** Start **

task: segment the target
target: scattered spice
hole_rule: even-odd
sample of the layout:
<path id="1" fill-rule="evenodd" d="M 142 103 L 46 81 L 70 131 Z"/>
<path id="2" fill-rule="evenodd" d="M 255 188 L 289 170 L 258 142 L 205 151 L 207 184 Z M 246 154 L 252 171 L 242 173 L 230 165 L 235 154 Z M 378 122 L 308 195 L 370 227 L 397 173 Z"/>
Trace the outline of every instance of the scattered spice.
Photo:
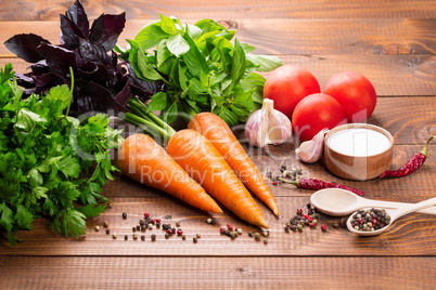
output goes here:
<path id="1" fill-rule="evenodd" d="M 352 215 L 351 226 L 357 230 L 373 232 L 390 223 L 390 215 L 380 209 L 359 210 Z"/>
<path id="2" fill-rule="evenodd" d="M 435 139 L 436 135 L 431 136 L 427 142 L 425 142 L 424 148 L 416 153 L 409 161 L 407 161 L 400 169 L 398 170 L 387 170 L 382 173 L 380 176 L 381 179 L 384 177 L 402 177 L 412 174 L 415 172 L 418 169 L 420 169 L 424 162 L 425 159 L 428 157 L 428 143 Z"/>

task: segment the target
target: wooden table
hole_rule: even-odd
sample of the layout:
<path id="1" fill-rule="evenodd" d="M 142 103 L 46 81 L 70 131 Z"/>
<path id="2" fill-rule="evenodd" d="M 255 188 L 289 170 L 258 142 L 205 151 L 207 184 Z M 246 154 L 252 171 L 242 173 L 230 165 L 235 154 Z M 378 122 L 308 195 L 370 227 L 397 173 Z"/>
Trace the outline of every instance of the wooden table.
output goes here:
<path id="1" fill-rule="evenodd" d="M 59 13 L 73 1 L 3 1 L 0 3 L 0 40 L 34 32 L 57 43 Z M 388 130 L 395 139 L 393 168 L 421 150 L 436 134 L 436 2 L 392 1 L 87 1 L 94 19 L 102 12 L 127 12 L 124 39 L 132 38 L 158 13 L 183 22 L 210 17 L 236 29 L 236 37 L 256 47 L 255 53 L 279 55 L 285 64 L 308 68 L 321 88 L 339 71 L 356 70 L 374 84 L 379 98 L 369 123 Z M 12 62 L 16 71 L 27 64 L 0 47 L 0 64 Z M 247 148 L 246 144 L 244 144 Z M 395 180 L 350 182 L 341 180 L 322 162 L 305 164 L 295 157 L 292 143 L 249 151 L 262 172 L 278 172 L 282 164 L 298 164 L 317 179 L 335 181 L 367 192 L 368 198 L 418 202 L 435 196 L 436 156 L 414 174 Z M 433 143 L 429 150 L 436 154 Z M 284 225 L 313 193 L 292 185 L 271 185 L 280 217 L 260 202 L 270 224 L 268 245 L 248 237 L 259 229 L 228 210 L 205 212 L 167 194 L 117 174 L 104 187 L 113 202 L 101 216 L 88 221 L 86 237 L 67 238 L 51 233 L 47 220 L 35 230 L 18 232 L 23 242 L 0 242 L 0 288 L 416 288 L 436 287 L 436 220 L 411 214 L 377 237 L 361 238 L 344 227 L 344 219 L 324 216 L 320 226 L 302 233 L 285 233 Z M 128 214 L 127 219 L 121 213 Z M 146 230 L 145 240 L 133 240 L 131 227 L 144 212 L 164 223 L 180 222 L 187 240 L 165 239 L 162 229 Z M 97 225 L 107 221 L 117 239 Z M 234 240 L 220 235 L 227 223 L 243 229 Z M 338 228 L 333 224 L 337 223 Z M 152 242 L 154 233 L 157 240 Z M 198 233 L 196 243 L 193 236 Z M 124 240 L 124 235 L 129 240 Z M 142 234 L 142 233 L 141 233 Z M 4 235 L 3 235 L 4 236 Z"/>

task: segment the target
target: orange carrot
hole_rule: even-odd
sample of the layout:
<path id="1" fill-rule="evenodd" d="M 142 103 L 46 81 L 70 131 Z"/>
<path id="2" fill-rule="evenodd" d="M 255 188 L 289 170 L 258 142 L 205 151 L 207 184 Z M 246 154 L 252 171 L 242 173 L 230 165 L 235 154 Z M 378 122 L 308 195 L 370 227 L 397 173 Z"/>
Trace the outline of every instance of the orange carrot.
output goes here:
<path id="1" fill-rule="evenodd" d="M 205 136 L 194 130 L 181 130 L 169 140 L 167 151 L 207 193 L 242 220 L 269 227 L 249 192 Z"/>
<path id="2" fill-rule="evenodd" d="M 275 215 L 279 215 L 279 208 L 275 205 L 274 197 L 262 175 L 245 153 L 232 130 L 220 117 L 213 113 L 201 113 L 190 121 L 188 128 L 200 132 L 210 141 L 245 186 L 264 201 Z"/>
<path id="3" fill-rule="evenodd" d="M 152 137 L 134 134 L 118 148 L 117 164 L 127 176 L 166 192 L 187 203 L 210 212 L 222 212 L 204 188 Z"/>

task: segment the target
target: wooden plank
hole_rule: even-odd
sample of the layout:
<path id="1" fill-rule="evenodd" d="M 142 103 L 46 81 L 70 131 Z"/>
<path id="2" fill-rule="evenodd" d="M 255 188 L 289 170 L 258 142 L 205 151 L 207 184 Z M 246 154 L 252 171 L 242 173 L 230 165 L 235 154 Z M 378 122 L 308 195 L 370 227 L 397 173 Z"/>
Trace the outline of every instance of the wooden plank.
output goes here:
<path id="1" fill-rule="evenodd" d="M 101 13 L 118 14 L 126 12 L 129 19 L 157 18 L 159 13 L 178 17 L 209 18 L 389 18 L 436 16 L 436 4 L 431 0 L 388 0 L 388 1 L 81 1 L 89 17 Z M 9 21 L 57 19 L 73 1 L 17 0 L 0 4 L 0 18 Z"/>
<path id="2" fill-rule="evenodd" d="M 433 176 L 434 177 L 434 176 Z M 406 182 L 405 182 L 406 184 Z M 137 187 L 137 189 L 133 189 Z M 436 255 L 436 224 L 433 215 L 411 214 L 402 217 L 392 225 L 392 228 L 382 236 L 361 238 L 351 234 L 345 227 L 345 217 L 331 217 L 320 214 L 319 225 L 312 228 L 306 227 L 302 233 L 285 233 L 285 223 L 295 215 L 298 208 L 304 208 L 309 202 L 311 190 L 299 190 L 300 196 L 277 196 L 277 203 L 281 212 L 275 217 L 260 205 L 266 220 L 270 224 L 268 245 L 255 240 L 247 235 L 248 232 L 261 233 L 243 221 L 236 219 L 231 212 L 225 210 L 222 214 L 209 215 L 200 210 L 183 205 L 168 195 L 149 193 L 150 188 L 133 184 L 131 181 L 116 179 L 104 188 L 103 194 L 113 202 L 99 217 L 88 221 L 86 237 L 78 239 L 64 239 L 56 233 L 48 230 L 44 219 L 34 222 L 35 229 L 31 232 L 20 230 L 17 236 L 23 239 L 17 246 L 10 246 L 1 239 L 0 255 L 131 255 L 131 256 L 335 256 L 335 255 Z M 275 188 L 272 188 L 275 194 Z M 282 188 L 282 190 L 284 190 Z M 426 190 L 426 192 L 425 192 Z M 153 192 L 153 190 L 151 190 Z M 394 188 L 389 193 L 394 192 Z M 416 196 L 429 198 L 434 193 L 428 189 L 416 189 Z M 143 193 L 143 195 L 141 195 Z M 372 193 L 368 197 L 372 198 Z M 415 195 L 415 193 L 413 194 Z M 383 199 L 402 200 L 408 197 L 383 196 Z M 416 198 L 415 196 L 410 197 Z M 260 203 L 260 202 L 258 202 Z M 121 213 L 127 213 L 127 219 Z M 165 232 L 161 228 L 139 232 L 145 236 L 145 240 L 133 240 L 132 226 L 139 224 L 142 214 L 149 212 L 152 217 L 162 219 L 162 223 L 180 223 L 180 228 L 187 236 L 187 240 L 174 235 L 165 238 Z M 207 217 L 215 217 L 216 224 L 209 225 Z M 106 235 L 103 222 L 108 222 L 111 233 L 116 233 L 117 238 Z M 241 227 L 243 234 L 232 240 L 221 235 L 219 228 L 226 224 Z M 337 223 L 338 228 L 333 224 Z M 328 230 L 323 232 L 320 224 L 326 224 Z M 99 225 L 100 232 L 94 227 Z M 156 240 L 151 240 L 151 235 L 156 235 Z M 201 238 L 195 243 L 193 237 L 200 234 Z M 128 240 L 124 236 L 128 236 Z"/>
<path id="3" fill-rule="evenodd" d="M 436 75 L 432 70 L 432 65 L 436 64 L 436 56 L 280 55 L 280 58 L 284 64 L 309 69 L 318 79 L 321 90 L 333 75 L 351 70 L 366 76 L 373 83 L 379 96 L 436 95 Z M 1 66 L 5 63 L 12 63 L 17 72 L 26 72 L 29 65 L 18 58 L 0 58 Z M 427 109 L 431 108 L 432 106 Z"/>
<path id="4" fill-rule="evenodd" d="M 435 258 L 1 258 L 5 289 L 432 289 Z"/>
<path id="5" fill-rule="evenodd" d="M 198 18 L 182 18 L 194 24 Z M 155 19 L 128 21 L 120 35 L 133 39 L 142 27 Z M 370 19 L 290 19 L 290 18 L 216 18 L 222 25 L 236 29 L 236 37 L 262 54 L 436 54 L 436 17 L 370 18 Z M 0 41 L 16 34 L 36 34 L 52 43 L 59 43 L 60 22 L 0 22 Z M 3 45 L 1 55 L 11 54 Z"/>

** End **

• _WRITTEN TASK_:
Copy the data verbatim from its first line up to and including the line that contains "435 139 L 436". Leave the picture out.

• _SOLUTION TO THIS TASK_:
task: segment the target
target: scattered spice
hole_rule: even-odd
sample of the layout:
<path id="1" fill-rule="evenodd" d="M 142 103 L 46 81 L 70 131 Z"/>
<path id="2" fill-rule="evenodd" d="M 255 188 L 289 170 L 258 142 L 205 151 L 207 184 Z M 246 154 L 252 171 L 242 173 L 230 165 L 235 154 Z M 378 122 L 308 195 L 370 227 L 397 173 Z"/>
Trace the outline of every instance of the scattered spice.
Photo:
output goes here:
<path id="1" fill-rule="evenodd" d="M 352 215 L 351 226 L 357 230 L 373 232 L 390 223 L 390 215 L 380 209 L 359 210 Z"/>
<path id="2" fill-rule="evenodd" d="M 435 139 L 436 135 L 431 136 L 427 142 L 425 142 L 424 148 L 416 153 L 409 161 L 407 161 L 400 169 L 398 170 L 387 170 L 382 173 L 380 176 L 381 179 L 384 177 L 402 177 L 412 174 L 415 172 L 418 169 L 420 169 L 424 162 L 425 159 L 428 157 L 428 143 Z"/>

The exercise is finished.